Data provided

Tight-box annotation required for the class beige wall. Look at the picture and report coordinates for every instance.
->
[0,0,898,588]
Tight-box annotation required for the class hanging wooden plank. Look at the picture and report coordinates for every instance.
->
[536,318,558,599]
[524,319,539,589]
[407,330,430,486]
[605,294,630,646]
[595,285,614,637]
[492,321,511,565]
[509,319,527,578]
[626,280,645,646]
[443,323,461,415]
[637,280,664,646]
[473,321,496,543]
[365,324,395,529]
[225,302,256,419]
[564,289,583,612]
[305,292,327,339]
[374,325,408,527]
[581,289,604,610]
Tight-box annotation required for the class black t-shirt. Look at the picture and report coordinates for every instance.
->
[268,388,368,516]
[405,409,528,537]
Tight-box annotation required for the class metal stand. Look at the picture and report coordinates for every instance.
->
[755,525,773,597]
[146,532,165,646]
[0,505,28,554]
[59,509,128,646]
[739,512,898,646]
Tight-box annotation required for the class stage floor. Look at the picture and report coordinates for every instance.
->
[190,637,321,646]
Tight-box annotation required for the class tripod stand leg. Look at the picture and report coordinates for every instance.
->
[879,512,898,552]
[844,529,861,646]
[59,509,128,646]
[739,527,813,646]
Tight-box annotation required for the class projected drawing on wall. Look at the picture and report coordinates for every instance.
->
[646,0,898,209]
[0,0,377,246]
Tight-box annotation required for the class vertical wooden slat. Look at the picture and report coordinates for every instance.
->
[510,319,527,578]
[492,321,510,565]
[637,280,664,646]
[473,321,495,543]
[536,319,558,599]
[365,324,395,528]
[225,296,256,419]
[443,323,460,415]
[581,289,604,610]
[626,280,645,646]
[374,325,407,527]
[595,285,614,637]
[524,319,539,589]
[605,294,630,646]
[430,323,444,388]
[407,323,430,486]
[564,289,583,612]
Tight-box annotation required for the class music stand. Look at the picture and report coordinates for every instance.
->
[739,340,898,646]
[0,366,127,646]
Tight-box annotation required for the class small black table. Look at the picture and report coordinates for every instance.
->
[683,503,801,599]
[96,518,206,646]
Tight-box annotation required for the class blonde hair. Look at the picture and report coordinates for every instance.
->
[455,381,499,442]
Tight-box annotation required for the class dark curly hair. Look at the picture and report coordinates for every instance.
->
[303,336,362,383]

Stated task
Convert all of the entries above into a two-column CSV with the header columns "instruction" and "boxes," one row per entry. Put each entry's text and its answer in a single quoted field apiece, with line breaks replaced by spaces.

Solution for this problem
instruction,boxes
"Tight-box annotation required for the class beige wall. Look at the picture and report coordinates for every instance. ->","[0,0,898,588]"
"Tight-box annotation required for the class hanging wooden plank. Look at the picture and report coordinates for every instance. ->","[536,318,558,599] [524,319,539,589] [407,330,430,486] [605,294,630,646] [595,285,614,637] [492,321,511,565] [509,319,527,578] [626,280,645,646] [443,323,461,415] [637,280,664,646] [473,321,496,543] [365,324,395,529] [225,302,256,419] [564,289,583,612] [305,292,327,339] [374,325,408,527] [581,289,604,610]"
"Tight-box annotation required for the class black t-shirt. Look at the picture and report coordinates for every instance. ->","[268,388,368,516] [405,409,528,537]"
"Tight-box annotation required for the class metal stand. Look at the picture and report coordinates for every instance. ->","[755,525,773,597] [146,532,165,646] [0,505,28,554] [59,509,128,646] [739,512,898,646]"
"Tight-box annotation required for the class stage floor. Look at the picture and report coordinates for every instance. ->","[190,637,321,646]"
"Tight-box annotation required for the class tripod stand leg. Look at the picture and report coordinates for every instance. ->","[879,512,898,552] [844,529,861,646] [59,509,128,646] [739,527,813,646]"
"Tight-box annotation required for the class projected drawing on wall. Look at the picture and report coordinates for every instance. ->","[646,0,898,209] [0,0,377,246]"
"Tight-box annotation required for the class vertical wooden slat. Look at the picture and report coordinates for every instance. ->","[510,319,527,578] [492,321,510,565] [637,280,664,646] [473,321,495,543] [536,319,558,599] [365,324,395,528] [225,296,256,419] [443,323,460,415] [581,289,604,610] [626,280,645,646] [374,325,407,527] [595,285,614,637] [524,319,539,589] [605,294,630,646] [430,323,444,388] [407,323,430,486] [564,289,583,612]"
"Tight-box annotation required for the class music stand. Look at the picture and report coordinates for every instance. ->","[739,340,898,646] [0,366,127,646]"
"Tight-box annotation required for the class small black table. Look at the picture and report coordinates for every instance. ->","[683,503,801,599] [96,518,206,646]"
"Tight-box annotation required for the class blonde hair. Look at the picture and report coordinates for every instance. ->","[455,381,499,442]"
"Tight-box annotation required for the class dark curly hair. Look at the picture and report coordinates for every instance. ->","[303,336,362,383]"